In light of recent research, the object of the present paper was to describe precisely the procedure for applying the incremental-iterative method when a hull girder is subjected to unsymmetrical bending. In addition, a systematic examination of the influence of rotation of the neutral axis under various loading and damage conditions is presented for the case of a double-hull oil tanker and a bulk carrier.

2. Method of Analysis

2.1. Elastic Response under Unsymmetrical Bending

Figure 1 presents three possible cases of unsymmetrical bending of a ship hull girder, where the neutral axis does not coincide with the axis of bending. Here, $\alpha$ denotes the angle between the neutral axis and the global y-axis (neutral axis angle), and $\phi$ indicates the angle of the bending axis (angle of the moment vector). Both angles are counter-clockwise positive. Note that $\phi$ also corresponds to the heeling angle of the ship as the axis of bending is always parallel to the water surface. The resultant bending moment, M, can be resolved into vertical and horizontal components, $M_y$ and $M_z$, using the angle of the axis of bending:

$$M_z=Msin\left(\phi \right)$$

(1)

$$M_y=Mcos\left(\phi \right)$$

(2)

$$tan\left(\phi \right)=\frac{M_z}{M_y}$$

(3)

For the most general case of unsymmetrical bending in elastic regime, where both the beam cross-section is not symmetrical and the applied couple is not directed along a principal centroidal axis, the axial stress at any point in the beam cross-section can be obtained using the following formula:

$${\sigma }_x(y,z)=\frac{(M_y{I}_{\overline{z}}+M_z{I}_{\overline{y}\overline{z}})z-(M_z{I}_{\overline{y}}+M_y{I}_{\overline{y}\overline{z}})y}{I_{\overline{y}}{I}_{\overline{z}}-I_{\overline{y}\overline{z}}^2}$$

(4)

◆ TASKS TO CARRY OUT ◆
A: List each numbered equation in the hull-girder bending text, with its number.
B: Write the next part of the text on unsymmetrical bending of hull girders, picking up after equation (4).

(Stored data)
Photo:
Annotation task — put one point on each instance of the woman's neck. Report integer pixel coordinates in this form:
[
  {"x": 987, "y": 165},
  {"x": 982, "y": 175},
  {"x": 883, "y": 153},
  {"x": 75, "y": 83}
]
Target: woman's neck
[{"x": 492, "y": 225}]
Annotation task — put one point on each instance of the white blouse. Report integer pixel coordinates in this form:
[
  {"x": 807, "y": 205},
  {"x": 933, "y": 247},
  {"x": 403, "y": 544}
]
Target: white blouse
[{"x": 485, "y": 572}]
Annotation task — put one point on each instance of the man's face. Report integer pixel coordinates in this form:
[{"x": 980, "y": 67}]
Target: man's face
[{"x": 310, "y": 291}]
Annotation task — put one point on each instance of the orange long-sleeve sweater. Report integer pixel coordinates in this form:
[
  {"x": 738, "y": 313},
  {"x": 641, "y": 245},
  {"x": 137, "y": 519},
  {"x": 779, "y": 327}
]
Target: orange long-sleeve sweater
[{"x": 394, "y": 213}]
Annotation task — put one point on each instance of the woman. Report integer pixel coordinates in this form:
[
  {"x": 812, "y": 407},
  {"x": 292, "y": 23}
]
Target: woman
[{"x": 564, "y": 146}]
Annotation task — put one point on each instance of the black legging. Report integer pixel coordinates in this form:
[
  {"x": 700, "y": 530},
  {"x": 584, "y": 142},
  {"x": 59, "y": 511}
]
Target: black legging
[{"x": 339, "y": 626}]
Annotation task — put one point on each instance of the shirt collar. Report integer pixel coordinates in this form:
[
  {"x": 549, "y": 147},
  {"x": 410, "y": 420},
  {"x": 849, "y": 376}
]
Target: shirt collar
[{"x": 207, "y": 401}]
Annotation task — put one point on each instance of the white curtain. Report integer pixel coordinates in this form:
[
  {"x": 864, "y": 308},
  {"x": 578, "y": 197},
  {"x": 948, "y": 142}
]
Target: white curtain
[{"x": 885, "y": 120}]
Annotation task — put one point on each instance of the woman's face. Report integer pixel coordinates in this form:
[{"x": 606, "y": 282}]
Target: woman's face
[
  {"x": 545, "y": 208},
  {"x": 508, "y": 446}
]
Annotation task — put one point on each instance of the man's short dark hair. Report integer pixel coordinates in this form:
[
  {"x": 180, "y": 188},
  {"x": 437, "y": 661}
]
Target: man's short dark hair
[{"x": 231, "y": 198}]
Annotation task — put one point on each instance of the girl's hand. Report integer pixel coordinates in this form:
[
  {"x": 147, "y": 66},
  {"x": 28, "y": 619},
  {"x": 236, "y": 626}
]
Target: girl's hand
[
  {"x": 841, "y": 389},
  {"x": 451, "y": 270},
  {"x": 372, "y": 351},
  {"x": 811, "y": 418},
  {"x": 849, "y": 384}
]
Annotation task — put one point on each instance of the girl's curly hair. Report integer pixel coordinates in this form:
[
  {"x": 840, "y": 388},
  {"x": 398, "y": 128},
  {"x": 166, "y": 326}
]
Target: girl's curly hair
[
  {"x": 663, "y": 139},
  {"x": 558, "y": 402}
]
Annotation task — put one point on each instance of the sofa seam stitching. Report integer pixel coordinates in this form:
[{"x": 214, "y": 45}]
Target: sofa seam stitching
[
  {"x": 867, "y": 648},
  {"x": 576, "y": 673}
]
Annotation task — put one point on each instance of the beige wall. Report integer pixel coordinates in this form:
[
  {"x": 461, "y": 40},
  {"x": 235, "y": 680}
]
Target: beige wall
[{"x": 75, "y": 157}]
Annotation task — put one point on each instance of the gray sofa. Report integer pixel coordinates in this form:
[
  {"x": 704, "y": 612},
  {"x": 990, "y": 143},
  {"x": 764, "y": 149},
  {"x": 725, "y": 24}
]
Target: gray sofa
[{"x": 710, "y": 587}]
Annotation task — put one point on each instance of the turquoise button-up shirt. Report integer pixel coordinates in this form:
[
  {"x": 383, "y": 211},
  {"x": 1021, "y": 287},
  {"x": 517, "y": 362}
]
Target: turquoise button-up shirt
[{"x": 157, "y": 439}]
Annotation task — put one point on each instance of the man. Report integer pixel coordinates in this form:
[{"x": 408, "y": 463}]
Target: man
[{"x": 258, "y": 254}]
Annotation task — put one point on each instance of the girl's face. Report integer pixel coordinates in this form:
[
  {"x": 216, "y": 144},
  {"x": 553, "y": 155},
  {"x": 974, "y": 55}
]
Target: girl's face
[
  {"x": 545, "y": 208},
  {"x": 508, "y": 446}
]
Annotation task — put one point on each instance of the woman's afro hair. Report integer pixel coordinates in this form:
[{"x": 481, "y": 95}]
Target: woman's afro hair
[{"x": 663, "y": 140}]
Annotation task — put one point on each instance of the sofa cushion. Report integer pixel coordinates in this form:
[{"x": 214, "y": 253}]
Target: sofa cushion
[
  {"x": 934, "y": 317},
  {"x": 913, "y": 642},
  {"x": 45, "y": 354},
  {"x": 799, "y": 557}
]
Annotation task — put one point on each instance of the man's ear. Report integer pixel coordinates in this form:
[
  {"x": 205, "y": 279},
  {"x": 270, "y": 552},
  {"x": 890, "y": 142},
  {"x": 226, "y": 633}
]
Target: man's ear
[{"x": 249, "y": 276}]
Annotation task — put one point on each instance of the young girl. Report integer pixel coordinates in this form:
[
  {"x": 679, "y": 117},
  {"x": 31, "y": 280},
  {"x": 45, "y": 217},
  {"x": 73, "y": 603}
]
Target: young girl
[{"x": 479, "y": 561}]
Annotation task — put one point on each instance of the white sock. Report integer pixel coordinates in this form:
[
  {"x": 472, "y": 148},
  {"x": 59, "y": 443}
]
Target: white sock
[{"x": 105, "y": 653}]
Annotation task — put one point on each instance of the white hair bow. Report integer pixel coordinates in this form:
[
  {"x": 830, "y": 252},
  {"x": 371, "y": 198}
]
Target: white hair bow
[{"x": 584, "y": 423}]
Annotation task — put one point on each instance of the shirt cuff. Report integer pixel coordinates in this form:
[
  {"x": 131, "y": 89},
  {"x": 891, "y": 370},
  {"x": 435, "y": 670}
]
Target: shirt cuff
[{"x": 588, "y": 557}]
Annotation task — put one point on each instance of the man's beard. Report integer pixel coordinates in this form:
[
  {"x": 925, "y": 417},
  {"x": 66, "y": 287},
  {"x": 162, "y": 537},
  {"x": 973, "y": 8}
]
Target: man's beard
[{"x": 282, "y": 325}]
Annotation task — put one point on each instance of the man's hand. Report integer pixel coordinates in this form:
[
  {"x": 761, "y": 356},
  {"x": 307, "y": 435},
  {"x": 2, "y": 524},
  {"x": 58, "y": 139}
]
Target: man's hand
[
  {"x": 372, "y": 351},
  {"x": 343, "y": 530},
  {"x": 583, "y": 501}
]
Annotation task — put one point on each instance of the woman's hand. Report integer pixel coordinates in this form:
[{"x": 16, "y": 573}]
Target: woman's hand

◆ TASK-BY-TASK OUTPUTS ◆
A:
(1) M_z = M sin(φ)
(2) M_y = M cos(φ)
(3) tan(φ) = M_z / M_y
(4) σ_x(y, z) = [(M_y I_z̄ + M_z I_ȳz̄) z − (M_z I_ȳ + M_y I_ȳz̄) y] / (I_ȳ I_z̄ − I_ȳz̄²)

B:
where $I_{\overline{y}}$ and $I_{\overline{z}}$ denote the second moment of the area with respect to the elastic horizontal and vertical neutral axis, respectively, and $I_{\overline{y}\overline{z}}$ is the product moment with respect to the elastic neutral axes.

The following well-known equation is obtained after equating the stress formula to zero and noting that $z=tan\left(\phi \right)y$:

$$tan\left(\alpha \right)=\frac{tan\left(\phi \right)I_{\overline{y}}+I_{\overline{y}\overline{z}}}{I_{\overline{z}}+tan\left(\phi \right)I_{\overline{y}\overline{z}}}$$

(5)

The case of an intact ship under the heeled condition (Figure 1a) corresponds to the unsymmetrical bending of a beam with a symmetrical cross-section. Because of sectional symmetry $I_{\overline{y}\overline{z}}=0$, the above relationship between these two angles simplifies to the following [8]:

$$tan\left(\alpha \right)=tan\left(\varphi \right)\frac{I_{\overline{y}}}{I_{\overline{z}}}$$

(6)

For the case of a damaged ship in the upright condition (Figure 1b), $I_{\overline{y}\overline{z}}\ne 0$ and $\phi =0$, and Equation (5) can be written as follows [17]:

$$tan\left(\alpha \right)=\frac{I_{\overline{y}\overline{z}}}{I_{\overline{z}}}$$

(7)

2.2. Progressive Collapse under Unsymmetrical Bending

The fundamental assumptions in Smith’s method are as follows:

• The cross-sections remain in the plane (Navier’s hypothesis);
• The hull girder collapses between two transverse frames (interframe collapse);
• The structural units act independently.

Based on these assumptions, the procedure of applying Smith’s method starts with dividing the longitudinally effective hull girder cross-section into small elements (plate-stiffener combinations, plates, and hard corner/intersection elements). Each element needs to be assigned an average axial stress-strain curve that describes its response under uniaxial tension and compression. The next steps in the standard procedure of Smith’s method for symmetrical bending are as follows.

• Calculate the initial position of the neutral axis and apply incremental curvature about this instantaneous neutral axis (INA).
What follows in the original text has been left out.